Source passage:
◆ ◆ ◆

Increased dog violence enrages Melbourne community
Bobra Cobb didn't expect her 7-month-old kitten Sunshine to die. Especially not in the jaws of Peachy, the neighborhood pit bull.
Bobra and her husband, Roy, tried to save Sunshine. Roy suffered a broken pinky and puncture wounds on his hands trying to pry the dog’s mouth open, and Bobra repeatedly struck the dog’s head with a decorative concrete patio stone, Florida Today reports.
“When the cat stopped moving, he let it go. We hoped it was alive — but he died within seconds,” Bobra Cobb recalled, standing on her patio at the attack site.
Five weeks after Sunshine’s New Year’s Day death, residents in the Flamingo Lane neighborhood in Melbourne remain “highly concerned and incensed,” Melbourne Beach Town Manager Bill Hoskovec said.
They’re not alone: In recent months, similar unleashed-dog violence and aggressive behavior has attracted attention across the Space Coast, including an attack on a Palm Bay police officer that resulted in surgery.

◆ ◆ ◆

[Stored dataset items]
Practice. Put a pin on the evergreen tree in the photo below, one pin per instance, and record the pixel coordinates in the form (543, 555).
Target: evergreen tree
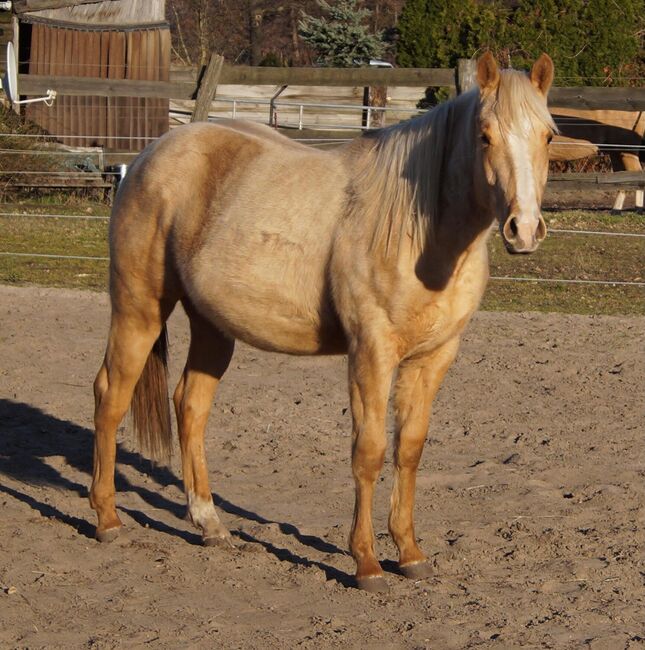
(341, 38)
(436, 33)
(548, 26)
(590, 41)
(613, 45)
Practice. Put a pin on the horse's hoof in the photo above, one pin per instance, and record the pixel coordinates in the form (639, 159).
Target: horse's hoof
(417, 570)
(224, 541)
(107, 535)
(373, 584)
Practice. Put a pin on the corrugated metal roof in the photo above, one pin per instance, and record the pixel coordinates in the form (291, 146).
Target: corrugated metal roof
(113, 12)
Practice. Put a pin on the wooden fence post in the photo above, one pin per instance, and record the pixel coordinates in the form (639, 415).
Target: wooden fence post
(466, 75)
(207, 88)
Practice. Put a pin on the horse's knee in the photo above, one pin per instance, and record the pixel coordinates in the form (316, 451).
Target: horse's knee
(100, 385)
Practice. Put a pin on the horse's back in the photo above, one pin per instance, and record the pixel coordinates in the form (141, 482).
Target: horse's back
(242, 221)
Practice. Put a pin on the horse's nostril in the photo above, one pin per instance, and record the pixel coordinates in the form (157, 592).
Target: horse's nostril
(513, 226)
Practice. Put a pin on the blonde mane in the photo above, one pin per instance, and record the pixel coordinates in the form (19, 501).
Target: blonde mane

◆ ◆ ◆

Complete the following:
1. In the article on dog violence in Melbourne, shorten the paragraph that begins "Bobra and her husband, Roy," while keeping its main facts.
2. Copy the dog violence article from "Increased dog violence" up to and including "Florida Today reports.", substituting "rottweiler" for "pit bull".
3. According to the dog violence article, how old was Sunshine?

Answers by task:
1. Bobra and Roy tried to save Sunshine. Roy broke a pinky and got puncture wounds on his hands prying the dog's mouth open. Bobra kept hitting the dog's head with a decorative concrete patio stone, Florida Today reports.

2.
Increased dog violence enrages Melbourne community
Bobra Cobb didn't expect her 7-month-old kitten Sunshine to die. Especially not in the jaws of Peachy, the neighborhood rottweiler.
Bobra and her husband, Roy, tried to save Sunshine. Roy suffered a broken pinky and puncture wounds on his hands trying to pry the dog’s mouth open, and Bobra repeatedly struck the dog’s head with a decorative concrete patio stone, Florida Today reports.

3. Seven months old.